**PROBLEM STATEMENT**
Extract, verbatim, all lines starting at the one containing "Target: white electrical outlet" and ending with the final line of the listing, and no others.

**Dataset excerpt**
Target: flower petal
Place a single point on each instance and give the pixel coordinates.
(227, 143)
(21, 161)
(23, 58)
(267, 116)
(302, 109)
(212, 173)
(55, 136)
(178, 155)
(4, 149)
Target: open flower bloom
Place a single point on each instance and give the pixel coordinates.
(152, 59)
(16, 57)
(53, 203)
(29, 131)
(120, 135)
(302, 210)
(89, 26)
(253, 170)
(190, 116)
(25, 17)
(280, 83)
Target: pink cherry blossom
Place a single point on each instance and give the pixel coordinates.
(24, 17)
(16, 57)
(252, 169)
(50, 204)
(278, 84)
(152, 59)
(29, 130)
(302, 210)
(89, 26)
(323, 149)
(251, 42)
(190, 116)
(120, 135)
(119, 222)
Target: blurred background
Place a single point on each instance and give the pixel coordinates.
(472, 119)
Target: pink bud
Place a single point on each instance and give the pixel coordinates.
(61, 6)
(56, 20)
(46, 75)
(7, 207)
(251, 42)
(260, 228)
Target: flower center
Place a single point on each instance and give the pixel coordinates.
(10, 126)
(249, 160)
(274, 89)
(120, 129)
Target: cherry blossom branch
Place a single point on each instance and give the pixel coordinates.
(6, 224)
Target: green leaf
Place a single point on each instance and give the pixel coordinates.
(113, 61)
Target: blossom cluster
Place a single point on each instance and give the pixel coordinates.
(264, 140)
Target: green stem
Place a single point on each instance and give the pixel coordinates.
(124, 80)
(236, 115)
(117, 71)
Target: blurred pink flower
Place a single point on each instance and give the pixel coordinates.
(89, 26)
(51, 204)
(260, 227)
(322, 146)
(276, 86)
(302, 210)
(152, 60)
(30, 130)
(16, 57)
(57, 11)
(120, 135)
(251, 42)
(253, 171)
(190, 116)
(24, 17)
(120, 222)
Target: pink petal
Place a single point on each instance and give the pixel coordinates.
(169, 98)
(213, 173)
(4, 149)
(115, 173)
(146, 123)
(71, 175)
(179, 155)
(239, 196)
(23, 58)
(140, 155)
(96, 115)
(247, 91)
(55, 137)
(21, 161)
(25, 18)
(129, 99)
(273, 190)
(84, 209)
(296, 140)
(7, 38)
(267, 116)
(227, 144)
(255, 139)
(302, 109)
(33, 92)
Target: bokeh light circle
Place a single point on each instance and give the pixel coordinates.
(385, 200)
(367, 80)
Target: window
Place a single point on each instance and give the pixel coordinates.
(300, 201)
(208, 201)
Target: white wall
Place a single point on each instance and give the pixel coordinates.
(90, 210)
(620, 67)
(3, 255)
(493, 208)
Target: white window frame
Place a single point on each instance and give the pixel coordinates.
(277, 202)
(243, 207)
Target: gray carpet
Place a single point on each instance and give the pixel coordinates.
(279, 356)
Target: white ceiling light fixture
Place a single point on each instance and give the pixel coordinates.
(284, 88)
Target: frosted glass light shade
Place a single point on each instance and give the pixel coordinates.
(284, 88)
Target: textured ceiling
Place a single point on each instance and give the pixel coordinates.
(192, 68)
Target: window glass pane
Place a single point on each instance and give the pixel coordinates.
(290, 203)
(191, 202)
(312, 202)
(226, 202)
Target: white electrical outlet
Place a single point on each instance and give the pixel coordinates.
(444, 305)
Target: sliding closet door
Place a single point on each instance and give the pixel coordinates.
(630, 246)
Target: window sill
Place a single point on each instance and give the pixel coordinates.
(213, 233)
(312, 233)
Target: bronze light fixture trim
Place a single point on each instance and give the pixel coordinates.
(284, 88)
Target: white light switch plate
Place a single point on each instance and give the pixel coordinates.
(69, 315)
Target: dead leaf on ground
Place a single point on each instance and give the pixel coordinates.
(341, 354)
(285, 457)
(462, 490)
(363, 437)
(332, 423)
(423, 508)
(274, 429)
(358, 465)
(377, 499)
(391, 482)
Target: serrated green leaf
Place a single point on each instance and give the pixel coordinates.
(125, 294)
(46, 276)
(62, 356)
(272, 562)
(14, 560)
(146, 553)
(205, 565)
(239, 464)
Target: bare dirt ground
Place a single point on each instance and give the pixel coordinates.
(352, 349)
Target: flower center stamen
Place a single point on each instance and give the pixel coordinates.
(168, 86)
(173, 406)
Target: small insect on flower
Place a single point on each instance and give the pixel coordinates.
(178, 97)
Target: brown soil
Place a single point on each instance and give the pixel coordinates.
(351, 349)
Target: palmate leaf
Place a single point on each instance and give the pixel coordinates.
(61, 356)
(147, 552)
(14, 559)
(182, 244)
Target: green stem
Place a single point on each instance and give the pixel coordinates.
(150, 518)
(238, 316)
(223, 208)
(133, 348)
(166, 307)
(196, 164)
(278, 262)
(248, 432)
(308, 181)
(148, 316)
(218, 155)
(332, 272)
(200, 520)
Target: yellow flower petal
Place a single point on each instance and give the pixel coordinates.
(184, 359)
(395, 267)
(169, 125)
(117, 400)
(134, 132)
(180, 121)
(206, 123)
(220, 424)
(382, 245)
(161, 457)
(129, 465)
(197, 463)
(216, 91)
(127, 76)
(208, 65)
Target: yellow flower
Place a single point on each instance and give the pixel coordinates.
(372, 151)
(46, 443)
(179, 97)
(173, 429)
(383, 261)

**FINAL ANSWER**
Target: white electrical outlet
Place a single point on each instance and give the pixel coordinates.
(444, 305)
Target: sliding closet door
Place a single point on each instance and give the pixel coordinates.
(630, 246)
Target: window sill
Place a single point on each instance and give the pixel coordinates.
(213, 233)
(312, 233)
Target: bronze light fixture trim
Place a single point on each instance and give the pixel coordinates.
(284, 88)
Target: white light switch plate
Place a single point on each instance and give the pixel coordinates.
(69, 315)
Target: dead leaf on ground
Place a single point on each instance and give the pixel coordinates.
(341, 354)
(285, 457)
(462, 490)
(363, 437)
(332, 423)
(423, 508)
(274, 429)
(358, 465)
(377, 499)
(391, 482)
Target: serrated green leaf
Place a single point on each instance and give the pixel coordinates.
(125, 294)
(46, 276)
(62, 356)
(272, 562)
(14, 560)
(146, 553)
(205, 565)
(239, 464)
Target: bare dirt ground
Place a single point on each instance and give the pixel coordinates.
(352, 349)
Target: flower center stamen
Place a single point on each instance and give the pixel coordinates.
(168, 86)
(173, 406)
Target: small insect on flower
Place a single point on each instance and give the pixel coordinates.
(178, 97)
Target: brown soil
Place a single point on each instance and give the pixel coordinates.
(351, 349)
Target: palmate leaf
Place a single point on each instance and give the pixel coordinates.
(61, 356)
(147, 552)
(14, 559)
(182, 244)
Target: green stem
Place a single point on each instance and give the pixel coordinates.
(150, 518)
(238, 316)
(223, 208)
(133, 348)
(166, 307)
(196, 164)
(278, 262)
(248, 432)
(308, 181)
(148, 316)
(218, 155)
(332, 272)
(200, 520)
Target: yellow flower petal
Place a single point on each instance and give the pixel coordinates.
(184, 359)
(395, 267)
(169, 125)
(117, 400)
(134, 132)
(180, 121)
(206, 123)
(220, 424)
(382, 245)
(161, 457)
(129, 465)
(197, 463)
(216, 91)
(127, 76)
(208, 65)
Target: yellow flower
Place a single point on each instance and give the pixel coordinates.
(372, 151)
(46, 443)
(179, 97)
(173, 429)
(383, 261)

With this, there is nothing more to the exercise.